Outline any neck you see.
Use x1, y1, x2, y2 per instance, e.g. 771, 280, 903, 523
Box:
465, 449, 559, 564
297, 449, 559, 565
□ □ □ □ □
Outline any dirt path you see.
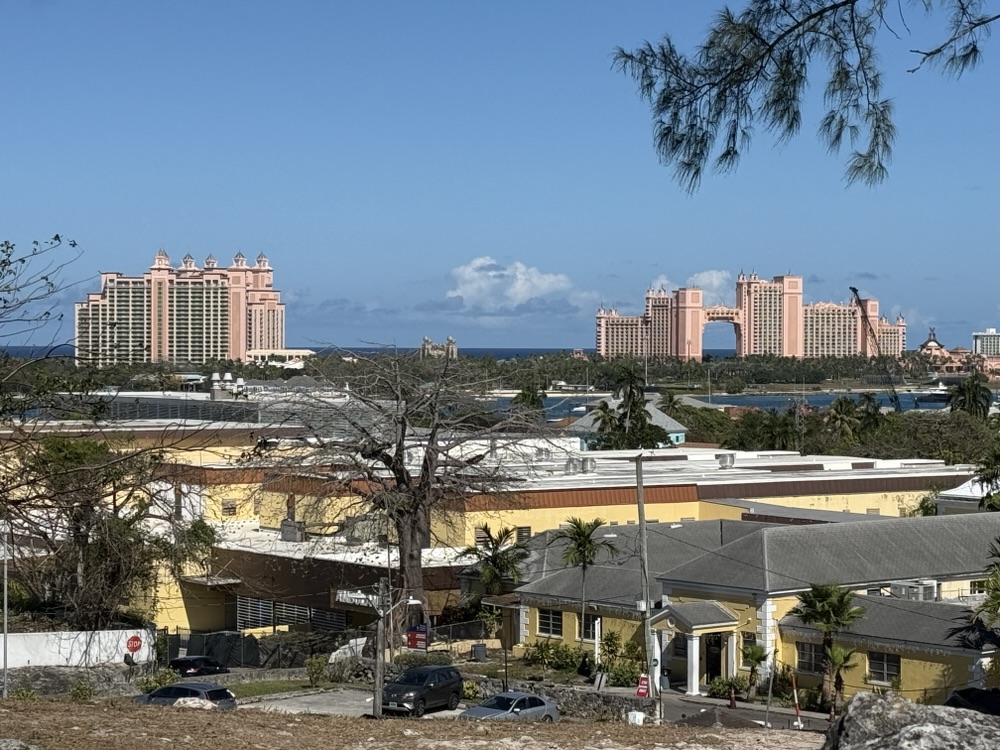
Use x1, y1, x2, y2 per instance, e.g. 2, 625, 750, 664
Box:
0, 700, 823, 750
□ □ □ □ □
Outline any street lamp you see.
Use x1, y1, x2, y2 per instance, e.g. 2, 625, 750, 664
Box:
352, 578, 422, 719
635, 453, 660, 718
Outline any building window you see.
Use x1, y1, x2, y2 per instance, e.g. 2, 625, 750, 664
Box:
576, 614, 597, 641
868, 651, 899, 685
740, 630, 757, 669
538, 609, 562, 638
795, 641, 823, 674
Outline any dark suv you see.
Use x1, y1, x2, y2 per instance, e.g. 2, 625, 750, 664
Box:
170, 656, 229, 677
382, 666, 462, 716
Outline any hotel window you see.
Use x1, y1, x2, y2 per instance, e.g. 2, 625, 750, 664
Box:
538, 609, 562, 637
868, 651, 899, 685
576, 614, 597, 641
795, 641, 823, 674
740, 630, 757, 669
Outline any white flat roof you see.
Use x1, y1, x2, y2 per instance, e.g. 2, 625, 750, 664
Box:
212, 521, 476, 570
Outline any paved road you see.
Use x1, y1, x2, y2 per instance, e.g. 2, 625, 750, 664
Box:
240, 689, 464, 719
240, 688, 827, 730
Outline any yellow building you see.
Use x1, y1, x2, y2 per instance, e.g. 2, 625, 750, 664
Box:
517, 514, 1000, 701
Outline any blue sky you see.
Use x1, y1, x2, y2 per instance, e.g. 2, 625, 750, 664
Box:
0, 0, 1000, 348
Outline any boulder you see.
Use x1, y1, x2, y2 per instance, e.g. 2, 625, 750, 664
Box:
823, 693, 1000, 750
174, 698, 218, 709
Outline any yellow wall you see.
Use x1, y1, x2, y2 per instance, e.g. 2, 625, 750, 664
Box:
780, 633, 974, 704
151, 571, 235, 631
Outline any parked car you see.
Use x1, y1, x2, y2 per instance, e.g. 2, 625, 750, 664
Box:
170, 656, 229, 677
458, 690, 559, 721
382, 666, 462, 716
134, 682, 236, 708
□ □ □ □ □
» **Task to complete**
Reproduce the part of the listing that opens with the line containing "Outline any dirt path you see." and closes with the line containing "0, 700, 823, 750", both included, subtracting 41 from every bounding-box coordinate in the answers. Omit the picture from your reproduction.

» **Finished answer**
Outline any dirt path you see.
Use x1, y1, x2, y2 per instance, e.g. 2, 625, 750, 664
Box:
-41, 659, 782, 709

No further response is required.